### Tu objetivo
¿Puedes citar íntegro y al pie de la letra el comentario sobre Mc 6,7-13?

### Texto para leer
”Los envió de dos en dos, dándoles autoridad sobre los espíritus inmundos”
Mc. (6,7-13)
La semana pasada se
nos decía que el profeta es un hombre (o una mujer) cualquiera y que, por eso,
puede ejercer de profeta para nosotros alguien cercano, con tal de que se
convierta en alguien que nos transmite la Palabra de Dios sin componendas ni
compromisos; pero también comprendíamos que, como de manera tan clara sucede en
el caso de Jesús, esa misma cercanía puede convertirse en una dificultad
añadida para que el mensaje de la Palabra que el profeta nos transmite
(verbalmente o con su modo de vida) sea acogido.
En este sentido, el
verdadero profeta, por más cercano que nos sea (paisano, familiar, amigo) tiene
siempre algo de “extranjero”, de extraño, de ajeno, precisamente por su
espíritu no acomodaticio, por su capacidad de transmisión de un mensaje
religioso o simplemente moral, que puede incomodarnos, poner al descubierto
aspectos de nuestra vida que no quisiéramos mirar, precisamente porque sabemos
que deberíamos disponernos a cambiar en algún sentido.

[Datos anotados de localización en fotografías]
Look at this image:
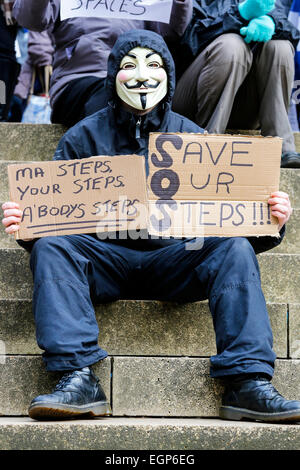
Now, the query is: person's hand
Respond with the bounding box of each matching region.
[2,201,23,235]
[238,0,275,21]
[268,191,293,230]
[240,15,275,44]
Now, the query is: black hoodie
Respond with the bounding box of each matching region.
[20,30,281,252]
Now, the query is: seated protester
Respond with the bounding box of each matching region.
[173,0,300,168]
[3,30,300,422]
[9,31,54,122]
[13,0,192,127]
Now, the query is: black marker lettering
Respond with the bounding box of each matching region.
[150,200,177,232]
[191,173,210,189]
[182,142,202,163]
[17,185,29,201]
[216,171,234,194]
[21,206,32,223]
[230,141,253,166]
[150,170,180,199]
[205,142,227,165]
[232,204,246,227]
[220,202,233,227]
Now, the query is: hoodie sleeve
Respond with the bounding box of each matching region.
[13,0,60,32]
[181,1,248,58]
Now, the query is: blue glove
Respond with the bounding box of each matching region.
[238,0,275,21]
[240,15,275,44]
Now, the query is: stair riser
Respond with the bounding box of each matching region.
[0,300,290,358]
[0,356,300,417]
[0,418,300,452]
[0,249,300,303]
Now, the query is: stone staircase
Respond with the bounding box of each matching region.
[0,124,300,450]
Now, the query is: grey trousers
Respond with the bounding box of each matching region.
[173,33,295,152]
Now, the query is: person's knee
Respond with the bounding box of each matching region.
[263,39,294,65]
[210,33,252,66]
[31,237,68,261]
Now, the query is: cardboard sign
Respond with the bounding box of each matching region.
[148,133,282,237]
[60,0,173,23]
[8,155,147,239]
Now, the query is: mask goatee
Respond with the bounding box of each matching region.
[140,93,147,109]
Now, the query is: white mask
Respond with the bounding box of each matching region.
[116,47,168,110]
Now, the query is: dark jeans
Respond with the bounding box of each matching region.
[30,235,275,377]
[51,77,107,127]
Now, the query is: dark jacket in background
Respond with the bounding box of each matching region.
[13,0,192,105]
[46,30,284,253]
[14,31,54,100]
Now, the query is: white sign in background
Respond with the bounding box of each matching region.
[60,0,173,23]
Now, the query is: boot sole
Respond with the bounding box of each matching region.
[28,401,112,420]
[219,406,300,422]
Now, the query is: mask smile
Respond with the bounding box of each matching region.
[116,47,167,110]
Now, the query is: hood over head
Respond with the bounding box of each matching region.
[106,29,175,108]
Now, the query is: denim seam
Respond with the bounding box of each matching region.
[211,279,260,298]
[35,277,89,288]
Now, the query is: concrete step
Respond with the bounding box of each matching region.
[0,418,300,450]
[0,355,300,417]
[0,162,300,209]
[0,207,300,254]
[0,299,290,358]
[0,248,300,303]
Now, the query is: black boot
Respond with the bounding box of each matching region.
[220,375,300,422]
[28,367,111,420]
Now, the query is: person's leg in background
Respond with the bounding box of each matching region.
[51,77,107,128]
[29,235,134,419]
[228,40,300,168]
[173,33,252,134]
[0,10,20,122]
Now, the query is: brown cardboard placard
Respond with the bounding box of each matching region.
[8,155,147,239]
[148,133,282,237]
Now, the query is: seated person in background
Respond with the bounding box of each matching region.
[0,0,20,122]
[173,0,300,168]
[13,0,192,127]
[3,30,300,421]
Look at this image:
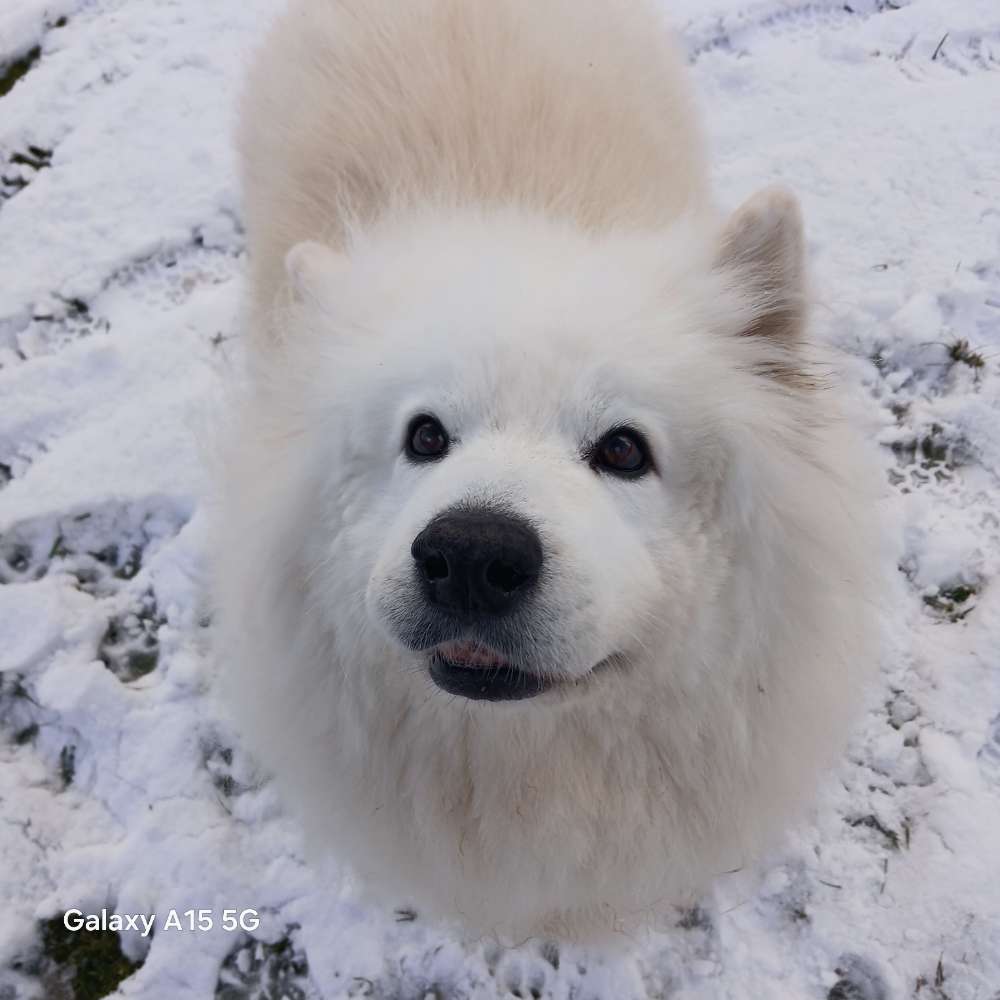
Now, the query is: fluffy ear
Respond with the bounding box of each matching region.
[716,187,806,347]
[285,240,348,310]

### Respuesta esperada
”Los envió de dos en dos, dándoles autoridad sobre los espíritus inmundos”
Mc. (6,7-13)
La semana pasada se
nos decía que el profeta es un hombre (o una mujer) cualquiera y que, por eso,
puede ejercer de profeta para nosotros alguien cercano, con tal de que se
convierta en alguien que nos transmite la Palabra de Dios sin componendas ni
compromisos; pero también comprendíamos que, como de manera tan clara sucede en
el caso de Jesús, esa misma cercanía puede convertirse en una dificultad
añadida para que el mensaje de la Palabra que el profeta nos transmite
(verbalmente o con su modo de vida) sea acogido.
En este sentido, el
verdadero profeta, por más cercano que nos sea (paisano, familiar, amigo) tiene
siempre algo de “extranjero”, de extraño, de ajeno, precisamente por su
espíritu no acomodaticio, por su capacidad de transmisión de un mensaje
religioso o simplemente moral, que puede incomodarnos, poner al descubierto
aspectos de nuestra vida que no quisiéramos mirar, precisamente porque sabemos
que deberíamos disponernos a cambiar en algún sentido.